# [DIRECTIVE]
Output all the data exactly. Pictures do not belong in the copy.

PROVIDED DATA start

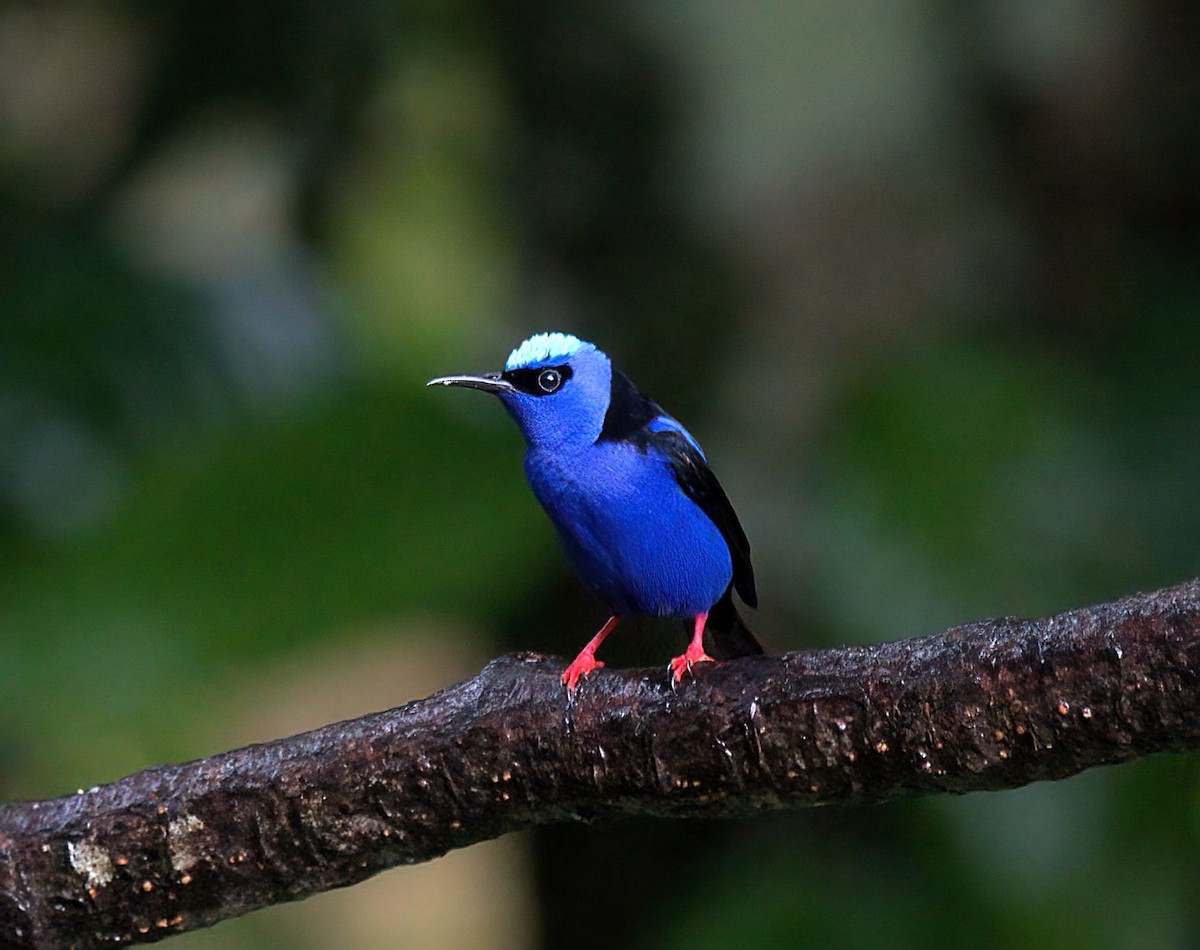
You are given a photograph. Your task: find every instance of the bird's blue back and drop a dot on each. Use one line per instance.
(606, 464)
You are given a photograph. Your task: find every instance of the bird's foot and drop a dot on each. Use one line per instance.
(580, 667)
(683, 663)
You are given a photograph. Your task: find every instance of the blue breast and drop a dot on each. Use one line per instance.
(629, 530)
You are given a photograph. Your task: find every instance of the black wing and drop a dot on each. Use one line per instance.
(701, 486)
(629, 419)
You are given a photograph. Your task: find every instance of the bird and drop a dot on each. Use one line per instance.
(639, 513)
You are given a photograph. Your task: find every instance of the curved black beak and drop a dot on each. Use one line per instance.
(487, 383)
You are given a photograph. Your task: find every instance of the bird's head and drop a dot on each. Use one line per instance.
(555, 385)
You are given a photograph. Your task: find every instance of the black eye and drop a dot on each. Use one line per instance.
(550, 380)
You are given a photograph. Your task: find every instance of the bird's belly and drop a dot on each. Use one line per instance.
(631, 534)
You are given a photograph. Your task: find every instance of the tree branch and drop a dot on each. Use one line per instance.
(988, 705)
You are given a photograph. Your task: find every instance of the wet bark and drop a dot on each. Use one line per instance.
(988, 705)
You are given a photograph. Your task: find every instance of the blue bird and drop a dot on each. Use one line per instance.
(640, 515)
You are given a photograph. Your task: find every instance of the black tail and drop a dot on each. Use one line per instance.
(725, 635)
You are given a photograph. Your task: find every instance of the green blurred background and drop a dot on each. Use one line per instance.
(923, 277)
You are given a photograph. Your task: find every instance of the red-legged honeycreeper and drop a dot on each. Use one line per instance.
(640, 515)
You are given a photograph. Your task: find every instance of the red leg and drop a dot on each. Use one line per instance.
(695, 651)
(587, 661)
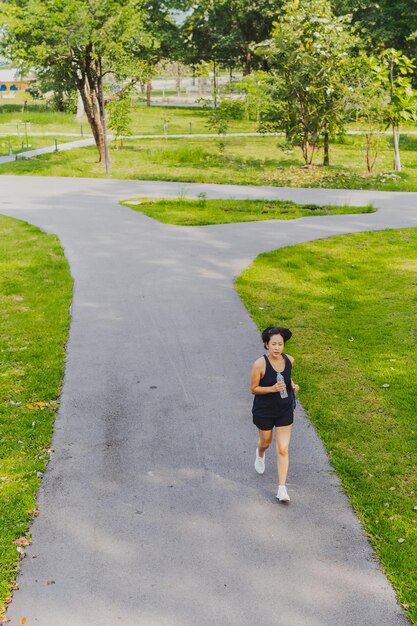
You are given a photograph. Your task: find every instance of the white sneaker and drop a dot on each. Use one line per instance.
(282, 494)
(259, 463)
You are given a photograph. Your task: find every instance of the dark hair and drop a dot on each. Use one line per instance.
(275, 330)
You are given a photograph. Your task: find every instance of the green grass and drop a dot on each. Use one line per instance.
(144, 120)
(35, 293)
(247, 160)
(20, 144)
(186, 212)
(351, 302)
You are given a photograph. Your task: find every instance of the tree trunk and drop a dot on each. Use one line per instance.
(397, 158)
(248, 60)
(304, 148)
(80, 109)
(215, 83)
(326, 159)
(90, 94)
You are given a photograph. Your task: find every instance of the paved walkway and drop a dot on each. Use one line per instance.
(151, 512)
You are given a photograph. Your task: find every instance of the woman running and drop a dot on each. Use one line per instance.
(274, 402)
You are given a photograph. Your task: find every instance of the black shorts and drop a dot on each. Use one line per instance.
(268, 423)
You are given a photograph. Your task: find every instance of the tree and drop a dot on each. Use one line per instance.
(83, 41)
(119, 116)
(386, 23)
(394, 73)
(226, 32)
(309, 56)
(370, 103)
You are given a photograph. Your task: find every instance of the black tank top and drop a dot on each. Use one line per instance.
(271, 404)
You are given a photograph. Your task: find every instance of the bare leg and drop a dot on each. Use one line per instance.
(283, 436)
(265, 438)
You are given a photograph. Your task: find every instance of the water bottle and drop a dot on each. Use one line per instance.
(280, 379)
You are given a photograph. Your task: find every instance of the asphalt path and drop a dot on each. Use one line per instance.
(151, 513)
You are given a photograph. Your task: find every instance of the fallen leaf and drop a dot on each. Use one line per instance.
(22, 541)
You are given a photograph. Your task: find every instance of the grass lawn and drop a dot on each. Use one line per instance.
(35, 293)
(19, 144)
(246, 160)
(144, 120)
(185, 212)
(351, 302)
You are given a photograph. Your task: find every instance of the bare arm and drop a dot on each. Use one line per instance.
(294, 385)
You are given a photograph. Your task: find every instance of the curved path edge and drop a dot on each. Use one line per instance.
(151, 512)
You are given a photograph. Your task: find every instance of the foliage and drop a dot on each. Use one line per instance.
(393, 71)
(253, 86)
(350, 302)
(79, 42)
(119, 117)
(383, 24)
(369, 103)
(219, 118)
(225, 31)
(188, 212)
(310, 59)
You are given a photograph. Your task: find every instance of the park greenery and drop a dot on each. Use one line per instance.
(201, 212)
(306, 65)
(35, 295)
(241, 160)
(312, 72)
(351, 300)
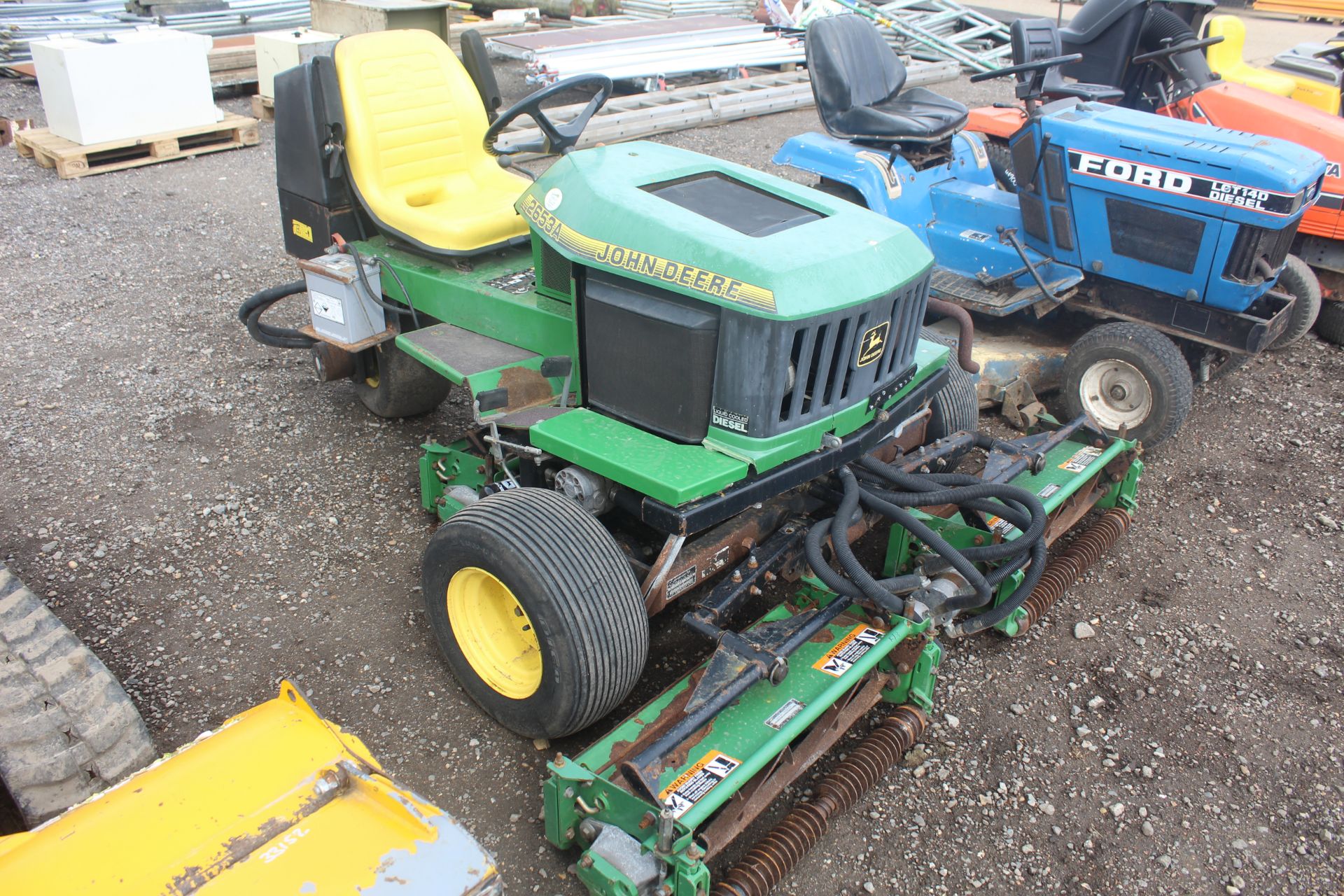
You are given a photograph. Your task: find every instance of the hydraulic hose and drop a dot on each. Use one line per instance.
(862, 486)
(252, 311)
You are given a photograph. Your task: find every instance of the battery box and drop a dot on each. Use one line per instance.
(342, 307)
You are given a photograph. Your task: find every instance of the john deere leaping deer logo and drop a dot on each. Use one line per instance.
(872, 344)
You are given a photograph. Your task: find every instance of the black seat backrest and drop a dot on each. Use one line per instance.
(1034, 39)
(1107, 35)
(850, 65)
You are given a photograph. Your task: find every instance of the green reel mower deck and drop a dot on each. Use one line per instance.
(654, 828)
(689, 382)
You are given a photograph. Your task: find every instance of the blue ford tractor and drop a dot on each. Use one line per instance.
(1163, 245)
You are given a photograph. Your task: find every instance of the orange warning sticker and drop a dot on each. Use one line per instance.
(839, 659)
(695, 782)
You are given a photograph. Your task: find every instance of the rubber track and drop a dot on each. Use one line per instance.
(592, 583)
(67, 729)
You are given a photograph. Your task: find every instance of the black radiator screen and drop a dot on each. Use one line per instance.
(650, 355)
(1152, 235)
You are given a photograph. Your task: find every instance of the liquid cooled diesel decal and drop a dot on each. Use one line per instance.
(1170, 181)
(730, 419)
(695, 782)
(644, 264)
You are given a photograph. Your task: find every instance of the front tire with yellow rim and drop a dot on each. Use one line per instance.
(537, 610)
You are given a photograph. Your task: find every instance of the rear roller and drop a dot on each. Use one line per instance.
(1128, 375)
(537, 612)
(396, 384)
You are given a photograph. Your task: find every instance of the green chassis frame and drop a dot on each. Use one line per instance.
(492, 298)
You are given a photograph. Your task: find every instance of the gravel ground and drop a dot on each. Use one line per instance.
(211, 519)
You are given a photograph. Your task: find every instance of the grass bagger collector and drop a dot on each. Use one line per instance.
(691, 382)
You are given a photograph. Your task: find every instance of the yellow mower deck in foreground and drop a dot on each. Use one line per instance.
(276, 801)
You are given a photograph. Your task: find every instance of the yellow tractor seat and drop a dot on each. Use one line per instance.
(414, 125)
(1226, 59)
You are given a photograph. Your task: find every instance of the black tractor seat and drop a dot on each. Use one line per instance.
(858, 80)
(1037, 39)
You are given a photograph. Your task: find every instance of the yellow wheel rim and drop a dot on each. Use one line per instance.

PROVIDED DATA end

# [ANSWER TO THIS TASK]
You are given a photograph. Your task: find every instance of the bird's blue back and drop a dot on each. Use one line per instance.
(606, 464)
You are given a photograph. Your task: find every instance of the bird's foot and drop a dot on each. Use one line per instance.
(580, 667)
(683, 663)
You are given a photograph. Your task: find every instance of the blue breast and drop a dot on each. Use one line per instance.
(629, 530)
You are given a photograph. Your task: find every instance of the black wing and drop a dot on each. Use one line per instance.
(701, 486)
(629, 419)
You are given a photograph. Your task: find every instance of the bird and drop a dot on each. Use one line per instance.
(639, 513)
You are given a photograph. Your task: find every instance of the curved black beak and drop a dot on each. Use one line per instance.
(487, 383)
You are given a photograph. Your task: find every instance of the bird's head and drop a dot on each. Use one line per instance.
(555, 385)
You are given a photograph. Your task: find every instance of the black eye and drop a dot on each. Use one line per instance.
(550, 380)
You are given a photograph. Your task: find every instance of the bird's belly and drop a dot on each. Use one line per instance.
(631, 534)
You are given a photograph. Your task: find every instance of the tree branch and drop a dot on each. Use one line per instance.
(988, 705)
You are given a photograph. Your task: find every instance of the wet bark and drop a dot on each. Use one line per instance.
(988, 705)
You are given a photograph. Your task: find every instance of the blue bird and drop a dot on each. Use one line per instance.
(640, 515)
You are given a photograph. Your task: find every instance of the black tail and drop a dot on each. Use one line per instance.
(725, 635)
You are given a photograph. Your task: find every instance of the green blurred background and drop a dot on each. Use one line per instance.
(923, 277)
You are given a photograph. Your task: find every instance of the red-legged honeycreeper and drop a dot on each. Use one line per instance.
(640, 515)
You are given a photograph. Your task: find every instance of the red leg and drop a dot on each. Use one line per instance.
(695, 651)
(587, 661)
You are given a photograph. Your task: find every instance of the white sneaker and drop a dot on each. Use one line per instance.
(282, 494)
(259, 463)
You are given a photograph. Your task: find every instance of the dark hair and drop a dot on each. Use one line per instance.
(275, 330)
You are given a photograph. Your task: find every instance of the green grass and drop a dot on each. Use one line per instance.
(144, 120)
(35, 293)
(247, 160)
(20, 144)
(186, 212)
(351, 302)
You are given a photograph. Your task: find every instance of the tree trunk and drop a dot on each. Use one line per instance.
(397, 158)
(248, 60)
(304, 148)
(80, 109)
(215, 83)
(326, 159)
(90, 94)
You are given a photograph. Your task: find every instance of the paved walkway and drop a dot on each. Use one line per instance.
(151, 512)
You are given a photograph. Your task: find every instance of the woman running and drop a dot on each. Use one line per instance.
(274, 402)
You are given a photograph. Your task: find every instance of the black shorts and drop a dot on each. Use one line per instance.
(268, 423)
You are given a photograph. Your task: find every instance of the tree and drop a dot on each. Use one line per instance.
(83, 41)
(119, 116)
(386, 23)
(394, 73)
(226, 32)
(309, 56)
(370, 103)
You are given a photograph. Your task: find every instance of the black tank top and drop a dot on each. Use one line per instance.
(271, 404)
You are given a photograph. Your task: find every instance of the bare leg and drop a dot on each. Use one line per instance.
(283, 436)
(265, 438)
You are given a photograph. Your task: find every instance of the water bottle and drop a dot on each. Use one line per instance.
(280, 379)
You are given a photograph. Your task: find every instance of the asphalt path and drop a dot on each. Use one line per instance.
(151, 513)
You are given a photograph. Your task: find every instance of the fallen leaf and drop a dot on each. Use one line per instance.
(22, 541)
You are given a photograph. Your task: find every instance of the grass lawn and drop a dot on each. Use one line per instance.
(35, 293)
(19, 144)
(246, 160)
(144, 120)
(185, 212)
(351, 302)
You are given a photograph. Your task: find every instance of the bare arm and drop a dot on each. Use one line per instance.
(294, 385)
You are given a photograph. Your task: find every instance of the curved path edge and drop a dot on each. Use one line per instance.
(151, 512)
You are given a photograph. Your task: find every instance of the foliage and drop a dot on each. Use one line per instance.
(393, 71)
(253, 86)
(350, 302)
(79, 42)
(119, 117)
(383, 24)
(369, 103)
(219, 118)
(225, 31)
(188, 212)
(310, 59)
You are given a photograph. Your task: find every instance of the park greenery and drop a dot on each. Use one line per instance.
(201, 212)
(306, 65)
(35, 295)
(241, 160)
(312, 72)
(351, 300)
You are given a photograph. Your task: find every instance of the hydraulic hose and drop a dot on each. Use one line per instance.
(862, 486)
(252, 311)
You are given a photograph. Your task: find every instance of the battery box and drop a dot on each. Use one line per instance.
(342, 307)
You are given a photograph. Your task: find every instance of the john deere leaping deer logo and drop a dot on each. Use one line per instance.
(872, 344)
You are given a photograph. Your task: find every instance of the black seat backrest and drop a dot on each. Use one line per instance.
(1034, 39)
(1107, 35)
(850, 65)
You are given a photograph. Your task: find every instance of the green reel mower deck and drop a dot on each. Use one line per instance.
(654, 828)
(689, 382)
You are given a photograph. Your task: find every instance of the blue ford tractor and drop a dot on each. Use one line per instance.
(1163, 245)
You are given a photograph. Your task: find every instance of the orange warning sticker and drop a dot on each. Use one line per instance.
(839, 659)
(695, 782)
You are given a photograph. Your task: find every instance of the rubber track and drop a dot on each. Use one line per instance.
(592, 583)
(67, 729)
You are given a photograph. Your task: find every instance of the black radiator screen and drop a dot on each. Use one line per instance.
(650, 355)
(1152, 235)
You are given a photograph. Your task: find every instance of the liquid cooled diesel decal and drop a dot on each. Use one line per instance.
(1170, 181)
(730, 419)
(695, 782)
(644, 264)
You are given a photograph. Your task: find every instance of the front tire with yellow rim and drop a dot on each. Use one line per instance.
(537, 610)
You are given a photograph. Your task: find every instance of the rear roller and drop a dot on each. Use one line per instance.
(1128, 375)
(537, 612)
(396, 384)
You are given a photograph. Your task: find every instance of the green chassis frame and drop a dot on each. Use one line per instance.
(492, 298)
You are given a photograph. Your task: find every instance of the gravel ground and drop a dot on each. Use one line per instance.
(211, 519)
You are given a photograph. Your task: find every instance of the grass bagger collector and drop a dot on each. Use one line per instance.
(691, 382)
You are given a photograph. Your task: find every instance of the yellow mower deck in foreground and drop a dot on each. Use one line per instance.
(276, 801)
You are given a photograph. Your task: find every instance of the yellow tractor seat and drop a dot on each. Use one line per instance.
(414, 125)
(1226, 59)
You are given a photograph. Your task: find every instance of the black tractor seat and drop a dot on each. Use one line per instance.
(858, 80)
(1037, 39)
You are given a photograph. Your task: find every instance of the yellow wheel rim and drop a dot on each. Use one line per instance.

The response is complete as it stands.